Task details - The entries follow. Copy every line in which "segment" appears.

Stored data
━━━━━━━━━━━━━━━━━━━━━━━━━━━━━━

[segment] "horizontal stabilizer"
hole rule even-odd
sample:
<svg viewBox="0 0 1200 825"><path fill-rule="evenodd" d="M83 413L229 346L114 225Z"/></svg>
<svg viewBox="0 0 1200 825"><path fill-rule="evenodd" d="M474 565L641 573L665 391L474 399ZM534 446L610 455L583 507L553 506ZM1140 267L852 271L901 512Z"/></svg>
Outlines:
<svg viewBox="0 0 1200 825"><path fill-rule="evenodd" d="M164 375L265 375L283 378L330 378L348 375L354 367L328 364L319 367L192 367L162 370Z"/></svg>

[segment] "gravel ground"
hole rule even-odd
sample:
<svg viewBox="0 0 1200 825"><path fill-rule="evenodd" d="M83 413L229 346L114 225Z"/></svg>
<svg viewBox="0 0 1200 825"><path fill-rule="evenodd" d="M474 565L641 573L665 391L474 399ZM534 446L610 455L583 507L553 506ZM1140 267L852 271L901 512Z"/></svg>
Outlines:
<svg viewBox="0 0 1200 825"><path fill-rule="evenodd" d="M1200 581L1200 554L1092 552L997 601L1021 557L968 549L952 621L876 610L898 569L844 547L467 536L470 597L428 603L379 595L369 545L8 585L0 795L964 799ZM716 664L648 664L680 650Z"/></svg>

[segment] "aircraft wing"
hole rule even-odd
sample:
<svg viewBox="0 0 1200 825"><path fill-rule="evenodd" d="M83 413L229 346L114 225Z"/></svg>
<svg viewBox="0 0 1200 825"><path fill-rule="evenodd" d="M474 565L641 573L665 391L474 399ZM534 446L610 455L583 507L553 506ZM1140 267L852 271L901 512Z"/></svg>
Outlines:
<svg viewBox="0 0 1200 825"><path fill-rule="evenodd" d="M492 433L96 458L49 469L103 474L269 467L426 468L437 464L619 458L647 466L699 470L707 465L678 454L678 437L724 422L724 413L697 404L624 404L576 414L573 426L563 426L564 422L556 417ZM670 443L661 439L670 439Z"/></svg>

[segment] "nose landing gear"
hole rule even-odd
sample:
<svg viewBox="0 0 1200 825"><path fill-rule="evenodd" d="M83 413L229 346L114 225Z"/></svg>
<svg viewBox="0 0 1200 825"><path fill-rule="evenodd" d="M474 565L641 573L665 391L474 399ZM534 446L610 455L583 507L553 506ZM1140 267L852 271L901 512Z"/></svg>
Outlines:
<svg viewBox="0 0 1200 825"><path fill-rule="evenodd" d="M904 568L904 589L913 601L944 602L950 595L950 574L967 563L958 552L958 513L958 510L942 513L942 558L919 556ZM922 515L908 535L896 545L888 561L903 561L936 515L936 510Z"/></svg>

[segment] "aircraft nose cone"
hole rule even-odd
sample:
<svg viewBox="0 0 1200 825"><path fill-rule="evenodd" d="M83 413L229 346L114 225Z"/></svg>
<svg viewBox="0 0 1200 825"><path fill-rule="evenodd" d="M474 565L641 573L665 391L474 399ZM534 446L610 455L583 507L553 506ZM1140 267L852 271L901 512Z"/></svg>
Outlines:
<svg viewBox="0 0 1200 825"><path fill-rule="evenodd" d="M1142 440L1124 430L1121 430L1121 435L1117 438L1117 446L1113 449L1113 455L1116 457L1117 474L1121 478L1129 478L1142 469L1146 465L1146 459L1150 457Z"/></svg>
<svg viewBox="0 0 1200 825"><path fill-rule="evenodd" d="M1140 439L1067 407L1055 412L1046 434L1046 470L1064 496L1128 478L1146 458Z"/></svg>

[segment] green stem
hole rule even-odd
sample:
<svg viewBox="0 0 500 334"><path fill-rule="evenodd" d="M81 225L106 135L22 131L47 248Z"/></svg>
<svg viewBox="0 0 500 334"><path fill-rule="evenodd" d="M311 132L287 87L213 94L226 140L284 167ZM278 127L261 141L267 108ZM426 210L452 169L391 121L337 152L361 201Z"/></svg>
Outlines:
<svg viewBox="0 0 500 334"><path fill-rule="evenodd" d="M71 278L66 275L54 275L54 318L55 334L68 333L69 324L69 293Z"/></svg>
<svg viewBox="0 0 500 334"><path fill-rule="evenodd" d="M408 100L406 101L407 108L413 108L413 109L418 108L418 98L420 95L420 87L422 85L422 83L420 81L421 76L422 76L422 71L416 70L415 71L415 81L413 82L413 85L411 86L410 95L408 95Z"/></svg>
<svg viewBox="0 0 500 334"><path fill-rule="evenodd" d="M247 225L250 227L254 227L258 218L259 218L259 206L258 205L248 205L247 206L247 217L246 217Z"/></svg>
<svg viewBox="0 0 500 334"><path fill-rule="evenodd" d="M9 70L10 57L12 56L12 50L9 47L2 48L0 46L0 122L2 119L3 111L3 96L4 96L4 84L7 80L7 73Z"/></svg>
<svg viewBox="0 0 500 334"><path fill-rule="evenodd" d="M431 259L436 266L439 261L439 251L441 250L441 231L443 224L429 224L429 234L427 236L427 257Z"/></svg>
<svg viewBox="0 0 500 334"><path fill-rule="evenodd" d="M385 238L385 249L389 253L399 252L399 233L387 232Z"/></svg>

━━━━━━━━━━━━━━━━━━━━━━━━━━━━━━

Result -
[segment] "horizontal stabilizer"
[segment] "gravel ground"
[segment] "aircraft wing"
[segment] "nose landing gear"
[segment] "aircraft nose cone"
[segment] green stem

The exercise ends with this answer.